Set problem
In the forum thread below, rewrite the paragraph beginning "I've tried many times over the years" as a short bulleted list that keeps its main points.
== Source excerpt
Hacker News new | past | comments | ask | show | jobs | submit login
Single-file cross-platform C/C++ headers implementing self-contained libraries (github.com)
71 points by ingve 8 days ago | hide | past | web | favorite | 44 comments

I write C for a living but i'm not terribly experienced.

I was wondering is there a reason C and C++ code favours comments over descriptive names? I'm almost certain i'm not making this up, but go into any random file here and look at the names. Structs will have members called p with a comment saying "position". It seems very silly.

It's mostly a matter of personal taste IMHO, has nothing to do with being C or C++, much like brace- or tab-style.

My own rule of thumb is: short names for 'unimportant' variables where the meaning is clear from the context. More descriptive names for the more non-obvious cases, but still keep it short and concise (e.g. I would typically use "pos" instead of "position").

Having said that, some early C dialects limited the significant number of characters in identifiers to 6 or 8. I heard that this is the reason why the C runtime library function names are short (like strcpy() instead of string_copy()).

> Structs will have members called p with a comment saying "position". It seems very silly.

It does not seem silly to me. Coming from mathematics, single-letter variable names are the only acceptable possibility, especially in numerical code. I tend to read contiguous letters in a formula as products.

Besides, descriptive variable names violate the principle of "don't repeat yourself". It is better to describe the variable only once, in a comment next to its declaration, instead of several times.

Programmers should understand that not everybody who programs has a background in computer science, and certainly the traditional conventions of computer science are not universal and not generally reasonable. Many of us have a scientific background, where descriptive variable names are silly. We do not want our numbers to have meaning, that's the whole point of abstraction. Thus, they are named x, y, z, and so on.

Assuming you have been writing code with single letter variables for long enough, try opening a medium to large sized project you wrote a few years ago and no longer use or maintain. See if you still understand your own code.

Descriptive variables are about maintainability. And when it comes to the latter, the guiding principle is:

> Always code as if the guy who ends up maintaining your code will be a violent psychopath who knows where you live.

^ https://stackoverflow.com/q/876089/417194

I have had success using long names to good effect in non-mathematical code, but in mathematical code, I have never gotten them to work very well.

I've tried many times over the years, but I just never seem to be able to squeeze all the relevant information into the names without making them excessively long, and even then I usually find upon rediscovery that I have omitted an important detail. Mathematics seems to thrive on a kaleidoscopic abundance of subtle but important variations on similar themes and this really frustrates the ability to encode information in the names. Also, the necessity of building an abstract-mathematical mental picture separate from the code obviates the need. The value proposition of verbose naming conventions entirely falls apart under these conditions, and once it does, the benefits of concision rule the day.

Programming languages are not mathematics, better to put your mathematics in the comments, than the reverse.

force = (g_constant * mass[0] * mass[1])/(radius 2)

Communicates far more than the algebraic alternative.

Programming is about solving a particular problem, not providing a general formalism. The art of it, and mastery of it, is how to imbue the program with the problem domain. So that by speaking in its concepts you solve the problem.
====
== Rows
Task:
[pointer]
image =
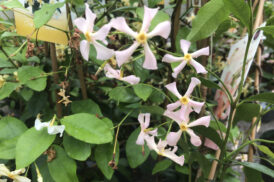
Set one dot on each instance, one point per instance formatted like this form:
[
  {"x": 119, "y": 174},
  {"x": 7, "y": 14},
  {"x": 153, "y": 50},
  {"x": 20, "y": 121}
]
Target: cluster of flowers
[{"x": 178, "y": 111}]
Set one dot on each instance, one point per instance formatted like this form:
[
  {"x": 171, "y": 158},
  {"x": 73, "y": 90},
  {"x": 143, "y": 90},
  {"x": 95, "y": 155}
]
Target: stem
[
  {"x": 9, "y": 59},
  {"x": 55, "y": 77}
]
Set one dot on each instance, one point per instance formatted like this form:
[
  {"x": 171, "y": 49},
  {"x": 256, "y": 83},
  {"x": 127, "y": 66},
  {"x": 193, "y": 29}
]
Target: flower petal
[
  {"x": 200, "y": 52},
  {"x": 201, "y": 121},
  {"x": 84, "y": 49},
  {"x": 173, "y": 106},
  {"x": 132, "y": 79},
  {"x": 110, "y": 72},
  {"x": 102, "y": 33},
  {"x": 121, "y": 25},
  {"x": 173, "y": 89},
  {"x": 141, "y": 138},
  {"x": 210, "y": 144},
  {"x": 162, "y": 29},
  {"x": 171, "y": 59},
  {"x": 90, "y": 18},
  {"x": 81, "y": 24},
  {"x": 194, "y": 82},
  {"x": 194, "y": 139},
  {"x": 103, "y": 53},
  {"x": 55, "y": 129},
  {"x": 171, "y": 155},
  {"x": 198, "y": 67},
  {"x": 185, "y": 46},
  {"x": 39, "y": 125},
  {"x": 174, "y": 116},
  {"x": 124, "y": 55},
  {"x": 149, "y": 14},
  {"x": 150, "y": 62},
  {"x": 178, "y": 69},
  {"x": 197, "y": 106},
  {"x": 173, "y": 137}
]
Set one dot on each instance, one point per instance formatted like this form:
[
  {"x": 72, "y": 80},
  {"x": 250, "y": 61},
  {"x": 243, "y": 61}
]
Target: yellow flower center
[
  {"x": 187, "y": 57},
  {"x": 88, "y": 36},
  {"x": 183, "y": 127},
  {"x": 141, "y": 38},
  {"x": 184, "y": 100}
]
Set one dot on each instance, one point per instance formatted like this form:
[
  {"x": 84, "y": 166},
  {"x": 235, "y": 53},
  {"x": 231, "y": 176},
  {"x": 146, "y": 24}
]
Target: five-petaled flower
[
  {"x": 184, "y": 101},
  {"x": 144, "y": 119},
  {"x": 118, "y": 74},
  {"x": 52, "y": 129},
  {"x": 160, "y": 149},
  {"x": 14, "y": 175},
  {"x": 185, "y": 125},
  {"x": 162, "y": 29},
  {"x": 86, "y": 26},
  {"x": 187, "y": 58}
]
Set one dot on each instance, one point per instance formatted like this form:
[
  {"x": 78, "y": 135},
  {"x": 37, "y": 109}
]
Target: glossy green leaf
[
  {"x": 134, "y": 152},
  {"x": 76, "y": 149},
  {"x": 161, "y": 166},
  {"x": 7, "y": 89},
  {"x": 246, "y": 112},
  {"x": 263, "y": 97},
  {"x": 86, "y": 106},
  {"x": 240, "y": 10},
  {"x": 103, "y": 155},
  {"x": 143, "y": 91},
  {"x": 31, "y": 145},
  {"x": 62, "y": 168},
  {"x": 209, "y": 17},
  {"x": 258, "y": 167},
  {"x": 87, "y": 128},
  {"x": 42, "y": 16},
  {"x": 33, "y": 77}
]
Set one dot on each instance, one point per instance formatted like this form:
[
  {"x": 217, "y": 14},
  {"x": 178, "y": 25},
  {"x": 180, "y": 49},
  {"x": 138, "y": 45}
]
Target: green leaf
[
  {"x": 268, "y": 30},
  {"x": 11, "y": 127},
  {"x": 7, "y": 89},
  {"x": 103, "y": 155},
  {"x": 87, "y": 128},
  {"x": 160, "y": 17},
  {"x": 134, "y": 152},
  {"x": 240, "y": 9},
  {"x": 12, "y": 4},
  {"x": 76, "y": 149},
  {"x": 209, "y": 17},
  {"x": 31, "y": 145},
  {"x": 258, "y": 167},
  {"x": 33, "y": 77},
  {"x": 252, "y": 175},
  {"x": 143, "y": 91},
  {"x": 246, "y": 112},
  {"x": 209, "y": 83},
  {"x": 263, "y": 97},
  {"x": 123, "y": 94},
  {"x": 62, "y": 168},
  {"x": 86, "y": 106},
  {"x": 161, "y": 166},
  {"x": 42, "y": 16},
  {"x": 265, "y": 150}
]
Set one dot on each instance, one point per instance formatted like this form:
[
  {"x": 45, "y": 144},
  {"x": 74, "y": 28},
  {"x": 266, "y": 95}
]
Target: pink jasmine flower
[
  {"x": 162, "y": 29},
  {"x": 184, "y": 101},
  {"x": 160, "y": 149},
  {"x": 86, "y": 26},
  {"x": 183, "y": 122},
  {"x": 118, "y": 74},
  {"x": 144, "y": 119},
  {"x": 187, "y": 59}
]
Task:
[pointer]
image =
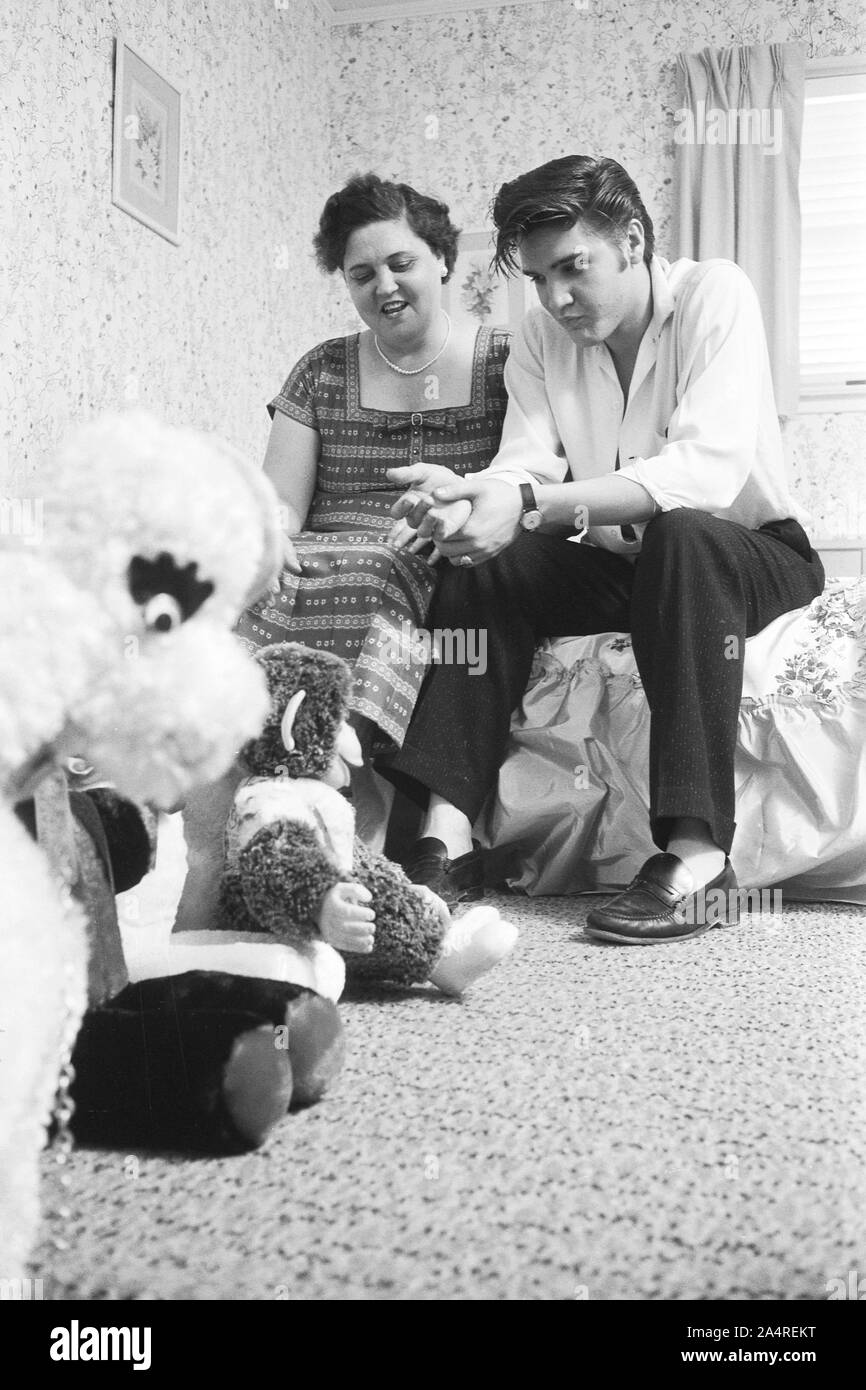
====
Exercise result
- Repeated attempts to use long names in mathematical code have not worked well.
- All the relevant information can't fit into a name without making it far too long, and important details still turn out to be missing.
- Mathematics has many subtle but important variations on similar themes, which makes it hard to encode information in names.
- The abstract mathematical picture must be built separately from the code anyway, so descriptive names aren't needed.
- Under these conditions verbose naming loses its value, and concise names win out.